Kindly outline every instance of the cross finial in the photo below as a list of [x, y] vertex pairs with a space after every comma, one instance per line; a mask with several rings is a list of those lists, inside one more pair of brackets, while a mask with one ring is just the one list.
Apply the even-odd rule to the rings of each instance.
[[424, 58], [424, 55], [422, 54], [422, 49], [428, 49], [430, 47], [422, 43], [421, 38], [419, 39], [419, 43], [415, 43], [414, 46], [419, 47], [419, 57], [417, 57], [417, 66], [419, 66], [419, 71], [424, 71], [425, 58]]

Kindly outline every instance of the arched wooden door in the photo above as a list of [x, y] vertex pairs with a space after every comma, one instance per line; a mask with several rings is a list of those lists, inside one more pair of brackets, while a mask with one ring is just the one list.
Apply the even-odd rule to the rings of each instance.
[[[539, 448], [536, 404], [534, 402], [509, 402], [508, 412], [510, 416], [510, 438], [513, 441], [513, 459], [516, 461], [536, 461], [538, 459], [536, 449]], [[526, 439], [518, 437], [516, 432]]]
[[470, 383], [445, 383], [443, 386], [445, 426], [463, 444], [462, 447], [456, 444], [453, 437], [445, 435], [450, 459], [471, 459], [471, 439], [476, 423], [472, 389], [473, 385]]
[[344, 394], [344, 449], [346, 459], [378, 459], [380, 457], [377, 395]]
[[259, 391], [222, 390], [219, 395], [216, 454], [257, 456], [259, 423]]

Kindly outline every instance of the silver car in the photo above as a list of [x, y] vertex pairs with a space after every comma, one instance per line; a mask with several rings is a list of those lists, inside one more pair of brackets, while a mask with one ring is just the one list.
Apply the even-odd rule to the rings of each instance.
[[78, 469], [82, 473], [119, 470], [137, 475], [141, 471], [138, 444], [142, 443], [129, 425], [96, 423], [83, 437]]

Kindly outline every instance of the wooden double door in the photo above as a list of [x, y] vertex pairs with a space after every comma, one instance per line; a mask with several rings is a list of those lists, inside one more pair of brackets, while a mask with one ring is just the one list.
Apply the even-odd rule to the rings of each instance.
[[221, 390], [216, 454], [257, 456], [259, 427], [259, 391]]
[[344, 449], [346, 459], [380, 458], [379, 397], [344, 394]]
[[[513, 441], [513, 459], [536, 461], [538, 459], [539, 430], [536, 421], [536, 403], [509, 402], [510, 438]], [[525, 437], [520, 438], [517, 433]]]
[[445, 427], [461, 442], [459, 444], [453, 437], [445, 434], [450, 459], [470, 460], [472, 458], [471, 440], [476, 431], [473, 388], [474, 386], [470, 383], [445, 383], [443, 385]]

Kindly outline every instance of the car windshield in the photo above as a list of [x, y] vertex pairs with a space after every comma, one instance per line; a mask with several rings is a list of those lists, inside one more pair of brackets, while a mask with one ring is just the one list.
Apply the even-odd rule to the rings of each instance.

* * *

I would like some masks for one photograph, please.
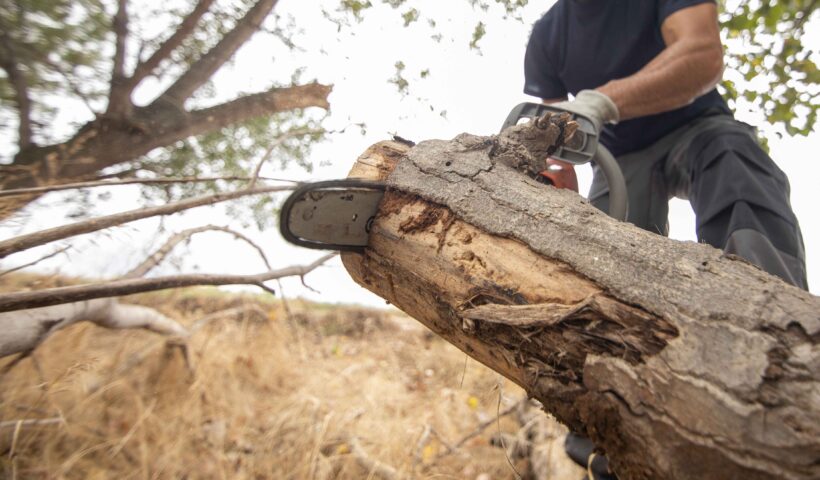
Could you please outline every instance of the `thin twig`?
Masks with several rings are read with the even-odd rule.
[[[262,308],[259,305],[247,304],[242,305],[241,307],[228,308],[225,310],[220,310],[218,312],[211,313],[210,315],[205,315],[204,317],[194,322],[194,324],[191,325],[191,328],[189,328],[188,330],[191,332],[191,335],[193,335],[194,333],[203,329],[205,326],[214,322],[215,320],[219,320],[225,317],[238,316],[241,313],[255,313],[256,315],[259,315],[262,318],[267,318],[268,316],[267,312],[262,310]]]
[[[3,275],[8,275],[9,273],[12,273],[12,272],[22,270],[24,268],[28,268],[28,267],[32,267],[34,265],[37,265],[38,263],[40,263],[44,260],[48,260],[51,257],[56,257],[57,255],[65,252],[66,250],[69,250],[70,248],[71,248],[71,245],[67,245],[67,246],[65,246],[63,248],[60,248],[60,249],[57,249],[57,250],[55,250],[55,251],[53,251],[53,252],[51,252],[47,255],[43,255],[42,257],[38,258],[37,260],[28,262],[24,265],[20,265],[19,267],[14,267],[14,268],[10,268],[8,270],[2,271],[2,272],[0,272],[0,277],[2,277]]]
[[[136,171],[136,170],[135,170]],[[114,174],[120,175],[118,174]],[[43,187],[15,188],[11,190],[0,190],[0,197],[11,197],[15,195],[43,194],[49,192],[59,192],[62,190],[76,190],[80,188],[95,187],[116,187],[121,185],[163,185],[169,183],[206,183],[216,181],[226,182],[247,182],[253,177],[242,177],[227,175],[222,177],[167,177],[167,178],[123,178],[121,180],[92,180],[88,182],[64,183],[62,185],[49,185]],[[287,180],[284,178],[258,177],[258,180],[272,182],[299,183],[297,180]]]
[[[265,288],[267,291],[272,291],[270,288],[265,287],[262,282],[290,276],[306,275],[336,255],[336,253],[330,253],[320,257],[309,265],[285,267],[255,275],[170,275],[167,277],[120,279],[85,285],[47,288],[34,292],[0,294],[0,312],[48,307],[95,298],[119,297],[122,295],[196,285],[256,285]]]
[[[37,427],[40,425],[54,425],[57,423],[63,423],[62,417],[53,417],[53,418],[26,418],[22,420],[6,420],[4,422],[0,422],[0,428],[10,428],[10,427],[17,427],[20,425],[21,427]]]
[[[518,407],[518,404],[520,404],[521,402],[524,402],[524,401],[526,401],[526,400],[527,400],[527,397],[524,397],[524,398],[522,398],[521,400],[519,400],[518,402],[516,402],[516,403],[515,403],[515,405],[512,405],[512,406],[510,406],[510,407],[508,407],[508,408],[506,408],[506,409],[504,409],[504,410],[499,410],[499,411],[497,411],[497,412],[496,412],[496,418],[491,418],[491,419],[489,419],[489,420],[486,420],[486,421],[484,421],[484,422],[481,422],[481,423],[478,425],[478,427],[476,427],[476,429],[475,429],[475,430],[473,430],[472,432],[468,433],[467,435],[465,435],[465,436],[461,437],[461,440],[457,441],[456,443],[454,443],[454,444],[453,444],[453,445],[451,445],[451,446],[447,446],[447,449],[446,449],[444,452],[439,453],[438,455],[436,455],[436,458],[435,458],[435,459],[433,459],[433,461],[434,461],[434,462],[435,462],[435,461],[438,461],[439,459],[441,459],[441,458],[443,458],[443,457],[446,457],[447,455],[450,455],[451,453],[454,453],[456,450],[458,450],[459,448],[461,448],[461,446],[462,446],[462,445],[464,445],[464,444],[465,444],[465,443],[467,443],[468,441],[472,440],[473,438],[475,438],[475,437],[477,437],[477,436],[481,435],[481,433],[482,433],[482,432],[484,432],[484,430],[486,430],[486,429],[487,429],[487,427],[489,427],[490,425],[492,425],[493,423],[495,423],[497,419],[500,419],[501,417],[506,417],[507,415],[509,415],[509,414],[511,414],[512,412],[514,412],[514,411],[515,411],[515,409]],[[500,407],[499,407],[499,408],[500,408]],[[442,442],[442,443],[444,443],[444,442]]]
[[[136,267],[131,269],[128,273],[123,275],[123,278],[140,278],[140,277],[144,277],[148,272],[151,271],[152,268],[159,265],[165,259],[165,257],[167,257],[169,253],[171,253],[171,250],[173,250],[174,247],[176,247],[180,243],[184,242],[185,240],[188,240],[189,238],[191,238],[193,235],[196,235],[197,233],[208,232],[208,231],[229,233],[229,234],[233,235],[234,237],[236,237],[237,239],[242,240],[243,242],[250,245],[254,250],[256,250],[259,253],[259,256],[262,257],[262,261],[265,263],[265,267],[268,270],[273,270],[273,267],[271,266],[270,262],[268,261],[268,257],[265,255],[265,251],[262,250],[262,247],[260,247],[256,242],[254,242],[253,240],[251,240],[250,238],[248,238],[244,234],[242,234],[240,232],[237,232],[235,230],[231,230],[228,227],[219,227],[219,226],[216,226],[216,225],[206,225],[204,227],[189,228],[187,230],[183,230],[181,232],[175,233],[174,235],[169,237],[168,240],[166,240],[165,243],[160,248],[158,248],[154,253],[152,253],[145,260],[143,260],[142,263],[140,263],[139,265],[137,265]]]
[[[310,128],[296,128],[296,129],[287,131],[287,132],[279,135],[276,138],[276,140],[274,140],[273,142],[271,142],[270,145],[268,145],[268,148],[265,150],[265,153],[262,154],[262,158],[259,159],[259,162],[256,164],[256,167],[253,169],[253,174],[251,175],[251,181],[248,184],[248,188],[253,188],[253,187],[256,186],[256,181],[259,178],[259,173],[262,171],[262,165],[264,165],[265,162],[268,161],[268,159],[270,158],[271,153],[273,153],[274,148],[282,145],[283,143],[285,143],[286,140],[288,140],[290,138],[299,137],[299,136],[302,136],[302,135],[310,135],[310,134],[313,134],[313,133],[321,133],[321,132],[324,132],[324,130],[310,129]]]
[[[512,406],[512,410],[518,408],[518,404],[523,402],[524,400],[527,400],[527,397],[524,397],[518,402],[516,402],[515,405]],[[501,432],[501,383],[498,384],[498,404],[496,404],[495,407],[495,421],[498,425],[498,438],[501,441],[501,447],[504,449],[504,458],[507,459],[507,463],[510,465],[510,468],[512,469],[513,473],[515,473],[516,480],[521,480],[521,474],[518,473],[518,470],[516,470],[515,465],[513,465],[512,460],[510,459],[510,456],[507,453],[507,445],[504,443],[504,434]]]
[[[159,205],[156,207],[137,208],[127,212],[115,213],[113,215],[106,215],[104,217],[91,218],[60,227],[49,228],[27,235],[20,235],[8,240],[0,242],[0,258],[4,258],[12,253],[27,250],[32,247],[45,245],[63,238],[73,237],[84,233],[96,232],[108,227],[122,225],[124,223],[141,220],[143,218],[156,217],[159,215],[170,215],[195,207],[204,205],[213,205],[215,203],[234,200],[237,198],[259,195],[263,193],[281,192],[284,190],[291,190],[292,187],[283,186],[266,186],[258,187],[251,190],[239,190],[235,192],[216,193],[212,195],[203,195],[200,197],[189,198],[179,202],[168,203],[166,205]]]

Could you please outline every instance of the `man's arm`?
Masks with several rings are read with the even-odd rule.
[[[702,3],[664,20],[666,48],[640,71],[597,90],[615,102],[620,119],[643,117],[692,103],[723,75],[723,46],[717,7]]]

--

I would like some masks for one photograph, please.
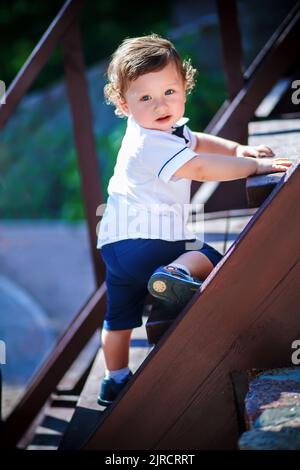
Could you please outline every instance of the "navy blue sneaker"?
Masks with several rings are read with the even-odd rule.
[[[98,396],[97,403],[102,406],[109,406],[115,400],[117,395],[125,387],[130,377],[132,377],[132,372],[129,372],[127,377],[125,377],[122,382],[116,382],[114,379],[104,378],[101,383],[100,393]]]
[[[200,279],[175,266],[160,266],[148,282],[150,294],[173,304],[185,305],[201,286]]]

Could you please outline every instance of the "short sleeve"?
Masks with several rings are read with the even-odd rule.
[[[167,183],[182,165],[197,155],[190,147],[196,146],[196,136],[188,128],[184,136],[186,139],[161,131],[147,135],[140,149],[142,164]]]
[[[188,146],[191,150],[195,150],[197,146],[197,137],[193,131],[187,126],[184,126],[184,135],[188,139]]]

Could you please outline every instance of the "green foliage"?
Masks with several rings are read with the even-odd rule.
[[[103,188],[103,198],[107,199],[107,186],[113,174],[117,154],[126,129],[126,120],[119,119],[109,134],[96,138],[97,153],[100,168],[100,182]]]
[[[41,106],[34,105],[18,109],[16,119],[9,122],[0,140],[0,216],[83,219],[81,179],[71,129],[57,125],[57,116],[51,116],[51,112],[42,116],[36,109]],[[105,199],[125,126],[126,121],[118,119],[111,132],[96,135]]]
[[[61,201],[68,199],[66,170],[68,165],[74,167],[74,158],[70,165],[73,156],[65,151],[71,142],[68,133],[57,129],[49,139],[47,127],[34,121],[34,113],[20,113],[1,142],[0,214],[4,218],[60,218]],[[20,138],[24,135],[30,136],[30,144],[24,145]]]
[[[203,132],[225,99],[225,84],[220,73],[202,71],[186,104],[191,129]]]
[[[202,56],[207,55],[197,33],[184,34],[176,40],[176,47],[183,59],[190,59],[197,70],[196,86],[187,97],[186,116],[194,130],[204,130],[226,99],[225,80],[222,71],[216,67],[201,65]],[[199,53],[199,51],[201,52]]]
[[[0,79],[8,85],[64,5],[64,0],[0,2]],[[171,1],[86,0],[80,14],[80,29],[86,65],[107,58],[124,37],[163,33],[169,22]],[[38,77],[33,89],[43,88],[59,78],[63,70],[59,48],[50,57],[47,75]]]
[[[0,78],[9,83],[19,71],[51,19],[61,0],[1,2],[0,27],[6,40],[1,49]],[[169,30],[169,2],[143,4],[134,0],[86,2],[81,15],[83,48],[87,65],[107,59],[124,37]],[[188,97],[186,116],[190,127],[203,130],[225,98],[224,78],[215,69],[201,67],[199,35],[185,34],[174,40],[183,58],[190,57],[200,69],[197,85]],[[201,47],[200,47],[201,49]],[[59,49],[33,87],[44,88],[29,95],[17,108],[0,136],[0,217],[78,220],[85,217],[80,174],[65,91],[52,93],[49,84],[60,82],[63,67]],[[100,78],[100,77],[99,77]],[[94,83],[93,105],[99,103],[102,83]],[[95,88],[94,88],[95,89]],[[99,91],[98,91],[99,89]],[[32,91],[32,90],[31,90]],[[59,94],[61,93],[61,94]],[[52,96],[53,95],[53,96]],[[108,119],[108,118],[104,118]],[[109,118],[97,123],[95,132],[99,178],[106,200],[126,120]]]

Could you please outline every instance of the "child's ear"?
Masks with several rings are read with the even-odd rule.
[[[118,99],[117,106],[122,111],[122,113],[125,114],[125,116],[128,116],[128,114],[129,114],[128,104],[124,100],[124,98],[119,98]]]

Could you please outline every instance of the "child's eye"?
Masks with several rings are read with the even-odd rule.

• **Task to complete**: In the entries above, find the line holding "Kindly outline every instance of the cross" and the line holding "Kindly outline every instance of the arched"; print both of them and every line between, exactly, and nothing else.

• **Written answer**:
Kindly outline every instance of the cross finial in the photo below as a list of [x, y] vertex pairs with a space after every comma, one instance per line; a mask with several rings is a list of those lists, inside one more pair of brackets, while a mask with one ring is just the one list.
Apply the even-odd rule to the rings of each instance.
[[424, 58], [424, 55], [422, 54], [422, 49], [428, 49], [430, 47], [422, 43], [421, 38], [419, 39], [419, 43], [415, 43], [414, 46], [419, 47], [419, 57], [417, 57], [417, 66], [419, 66], [419, 71], [424, 71], [425, 58]]

Kindly outline every instance of the arched wooden door in the photo above as a list of [x, y] vertex pairs with a space after every comma, one instance per line; a mask with several rings is a list of those lists, inside one more pair of brackets, while a mask with one ring is just the one list.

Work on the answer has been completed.